ABOUT THIS EXERCISE | Please repeat exactly the lines below from the one containing "GET /detect?q=person in yellow-tan" down to the one containing "GET /detect?q=rusted black", both included, and nothing else.

DATA EXTRACT |
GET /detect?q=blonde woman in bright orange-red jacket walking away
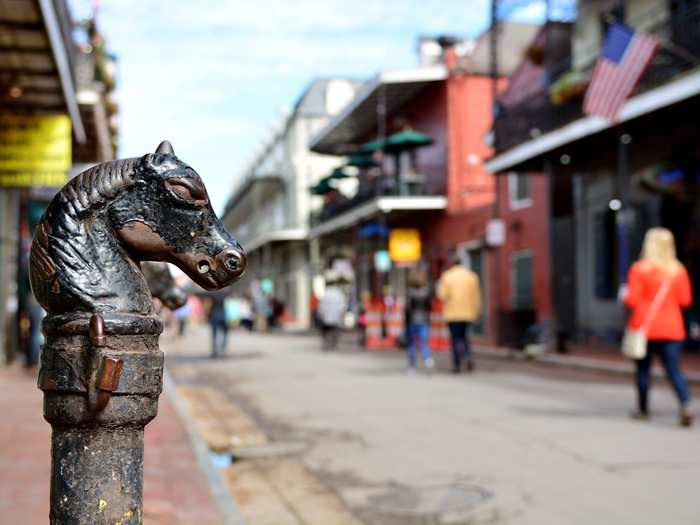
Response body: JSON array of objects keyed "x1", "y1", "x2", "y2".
[{"x1": 625, "y1": 228, "x2": 693, "y2": 426}]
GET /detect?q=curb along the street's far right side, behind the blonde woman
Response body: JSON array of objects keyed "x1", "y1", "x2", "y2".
[{"x1": 474, "y1": 347, "x2": 700, "y2": 386}]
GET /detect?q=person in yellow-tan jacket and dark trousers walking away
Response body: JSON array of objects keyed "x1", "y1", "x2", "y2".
[{"x1": 437, "y1": 254, "x2": 482, "y2": 374}]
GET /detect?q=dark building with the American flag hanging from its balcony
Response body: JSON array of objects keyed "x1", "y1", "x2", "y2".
[{"x1": 488, "y1": 0, "x2": 700, "y2": 345}]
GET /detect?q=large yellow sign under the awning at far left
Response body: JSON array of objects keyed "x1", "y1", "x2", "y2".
[{"x1": 0, "y1": 115, "x2": 71, "y2": 186}]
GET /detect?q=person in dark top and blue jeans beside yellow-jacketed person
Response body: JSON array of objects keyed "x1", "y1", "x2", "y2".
[{"x1": 406, "y1": 270, "x2": 435, "y2": 371}]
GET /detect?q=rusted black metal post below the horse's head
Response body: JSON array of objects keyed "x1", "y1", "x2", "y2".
[{"x1": 39, "y1": 314, "x2": 163, "y2": 525}]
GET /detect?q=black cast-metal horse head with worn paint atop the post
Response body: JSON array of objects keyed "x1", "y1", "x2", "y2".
[{"x1": 29, "y1": 141, "x2": 246, "y2": 315}]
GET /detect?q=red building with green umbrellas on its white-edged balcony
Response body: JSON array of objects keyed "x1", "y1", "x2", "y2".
[{"x1": 310, "y1": 23, "x2": 551, "y2": 344}]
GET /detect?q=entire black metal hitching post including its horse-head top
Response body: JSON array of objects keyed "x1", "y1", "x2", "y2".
[{"x1": 30, "y1": 142, "x2": 246, "y2": 525}]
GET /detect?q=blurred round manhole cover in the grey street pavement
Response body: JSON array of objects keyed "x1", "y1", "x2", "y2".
[{"x1": 370, "y1": 483, "x2": 493, "y2": 516}]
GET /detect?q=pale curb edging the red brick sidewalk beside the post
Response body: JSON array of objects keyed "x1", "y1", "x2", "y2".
[{"x1": 163, "y1": 369, "x2": 245, "y2": 525}]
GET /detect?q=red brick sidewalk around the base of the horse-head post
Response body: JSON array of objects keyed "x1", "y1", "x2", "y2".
[{"x1": 0, "y1": 365, "x2": 223, "y2": 525}]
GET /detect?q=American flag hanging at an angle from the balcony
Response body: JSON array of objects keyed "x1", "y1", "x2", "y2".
[{"x1": 583, "y1": 24, "x2": 659, "y2": 121}]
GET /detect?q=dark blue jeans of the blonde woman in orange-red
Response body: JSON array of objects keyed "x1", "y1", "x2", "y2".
[{"x1": 637, "y1": 341, "x2": 690, "y2": 413}]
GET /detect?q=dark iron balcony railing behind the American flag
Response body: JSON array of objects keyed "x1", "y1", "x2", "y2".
[{"x1": 494, "y1": 3, "x2": 700, "y2": 155}]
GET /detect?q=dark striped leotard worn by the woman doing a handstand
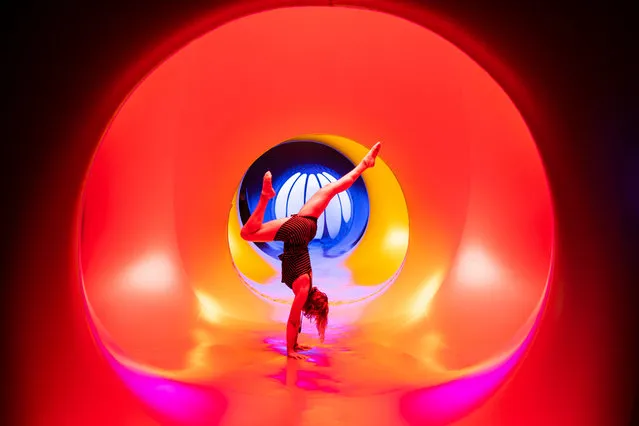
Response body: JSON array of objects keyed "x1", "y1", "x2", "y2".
[{"x1": 275, "y1": 214, "x2": 317, "y2": 289}]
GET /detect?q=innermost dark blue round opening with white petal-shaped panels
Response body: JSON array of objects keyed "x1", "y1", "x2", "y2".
[{"x1": 237, "y1": 140, "x2": 370, "y2": 259}]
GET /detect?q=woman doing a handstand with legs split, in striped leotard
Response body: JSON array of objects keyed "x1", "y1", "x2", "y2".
[{"x1": 240, "y1": 142, "x2": 381, "y2": 359}]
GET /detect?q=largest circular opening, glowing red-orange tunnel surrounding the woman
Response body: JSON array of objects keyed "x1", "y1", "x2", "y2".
[{"x1": 80, "y1": 7, "x2": 553, "y2": 424}]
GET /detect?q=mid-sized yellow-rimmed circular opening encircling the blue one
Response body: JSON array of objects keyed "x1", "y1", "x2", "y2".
[{"x1": 229, "y1": 135, "x2": 409, "y2": 325}]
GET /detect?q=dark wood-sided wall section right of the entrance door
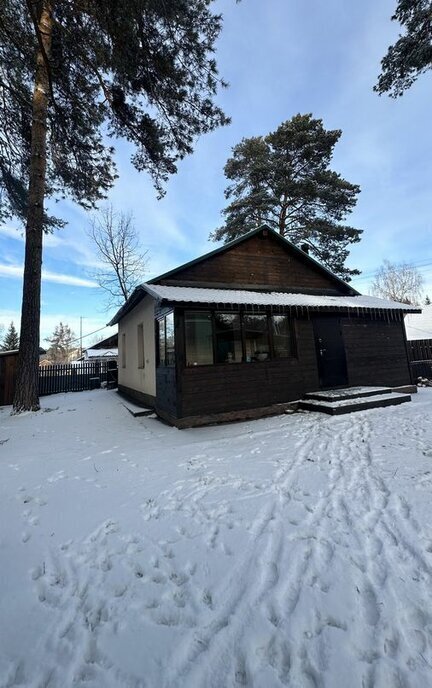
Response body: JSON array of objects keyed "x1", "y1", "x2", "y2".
[{"x1": 342, "y1": 317, "x2": 411, "y2": 387}]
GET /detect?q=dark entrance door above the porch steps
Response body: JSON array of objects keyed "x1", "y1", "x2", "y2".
[{"x1": 313, "y1": 317, "x2": 348, "y2": 389}]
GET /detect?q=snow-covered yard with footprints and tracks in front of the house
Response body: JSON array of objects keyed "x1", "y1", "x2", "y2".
[{"x1": 0, "y1": 389, "x2": 432, "y2": 688}]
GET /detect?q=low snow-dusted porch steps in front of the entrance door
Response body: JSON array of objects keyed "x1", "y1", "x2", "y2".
[{"x1": 299, "y1": 387, "x2": 411, "y2": 415}]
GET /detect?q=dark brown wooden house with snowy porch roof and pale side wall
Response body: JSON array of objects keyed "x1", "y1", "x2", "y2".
[{"x1": 110, "y1": 227, "x2": 418, "y2": 427}]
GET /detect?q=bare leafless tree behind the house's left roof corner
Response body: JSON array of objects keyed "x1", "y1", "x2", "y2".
[{"x1": 89, "y1": 205, "x2": 148, "y2": 310}]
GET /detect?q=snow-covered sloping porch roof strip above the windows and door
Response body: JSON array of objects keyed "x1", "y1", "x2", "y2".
[{"x1": 142, "y1": 284, "x2": 418, "y2": 312}]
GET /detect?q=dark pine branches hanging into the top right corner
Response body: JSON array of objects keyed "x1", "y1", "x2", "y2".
[{"x1": 374, "y1": 0, "x2": 432, "y2": 98}]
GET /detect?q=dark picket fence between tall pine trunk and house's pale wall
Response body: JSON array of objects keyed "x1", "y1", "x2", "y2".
[{"x1": 39, "y1": 361, "x2": 117, "y2": 396}]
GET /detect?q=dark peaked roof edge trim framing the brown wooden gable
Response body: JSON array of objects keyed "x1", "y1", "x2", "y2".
[{"x1": 146, "y1": 224, "x2": 359, "y2": 296}]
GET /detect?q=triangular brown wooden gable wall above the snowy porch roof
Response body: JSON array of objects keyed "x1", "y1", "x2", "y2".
[{"x1": 160, "y1": 234, "x2": 349, "y2": 294}]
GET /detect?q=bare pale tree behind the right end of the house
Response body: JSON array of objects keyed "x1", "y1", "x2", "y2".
[{"x1": 372, "y1": 260, "x2": 423, "y2": 305}]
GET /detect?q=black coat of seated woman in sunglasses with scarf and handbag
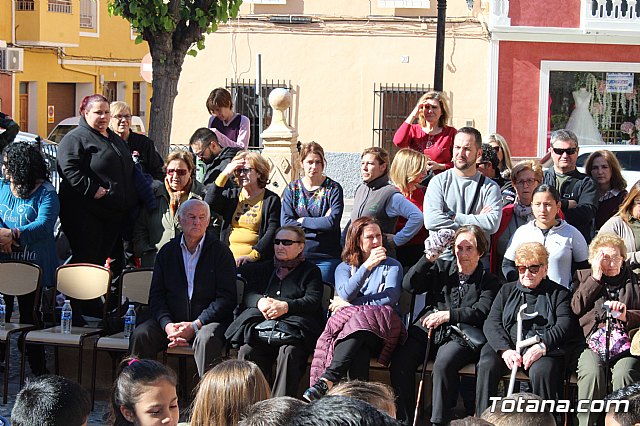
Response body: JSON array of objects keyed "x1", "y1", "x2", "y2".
[{"x1": 225, "y1": 260, "x2": 324, "y2": 352}]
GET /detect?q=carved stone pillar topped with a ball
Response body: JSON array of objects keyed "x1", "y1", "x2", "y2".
[{"x1": 262, "y1": 88, "x2": 300, "y2": 196}]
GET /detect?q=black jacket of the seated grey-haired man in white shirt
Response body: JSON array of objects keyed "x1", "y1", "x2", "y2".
[{"x1": 149, "y1": 231, "x2": 238, "y2": 330}]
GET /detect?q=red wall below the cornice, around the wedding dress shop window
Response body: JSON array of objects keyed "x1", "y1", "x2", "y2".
[{"x1": 497, "y1": 42, "x2": 640, "y2": 157}]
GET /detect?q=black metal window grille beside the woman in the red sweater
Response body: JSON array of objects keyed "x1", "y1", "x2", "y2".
[{"x1": 373, "y1": 83, "x2": 431, "y2": 158}]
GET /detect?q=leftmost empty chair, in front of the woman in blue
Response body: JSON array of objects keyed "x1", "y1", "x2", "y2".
[{"x1": 0, "y1": 260, "x2": 42, "y2": 404}]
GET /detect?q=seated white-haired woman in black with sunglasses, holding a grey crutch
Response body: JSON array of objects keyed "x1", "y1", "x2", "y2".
[{"x1": 476, "y1": 243, "x2": 576, "y2": 413}]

PROBLEM SOLUTION |
GET /detect?q=person in yellow-tan jacket and dark trousers walking away
Response body: JSON array of objects keyed "x1", "y1", "x2", "y2".
[{"x1": 437, "y1": 254, "x2": 482, "y2": 374}]
GET /detect?q=dark building with the American flag hanging from its balcony
Response body: JSON array of objects keyed "x1", "y1", "x2", "y2".
[{"x1": 488, "y1": 0, "x2": 700, "y2": 345}]
GET /detect?q=large yellow sign under the awning at far left
Response body: JSON array of objects keyed "x1", "y1", "x2", "y2".
[{"x1": 0, "y1": 115, "x2": 71, "y2": 186}]
GET /detect?q=person in dark top and blue jeans beside yellow-jacketed person
Response body: JSON array of objects keyed "x1", "y1", "x2", "y2".
[{"x1": 406, "y1": 270, "x2": 435, "y2": 371}]
GET /detect?q=rusted black metal post below the horse's head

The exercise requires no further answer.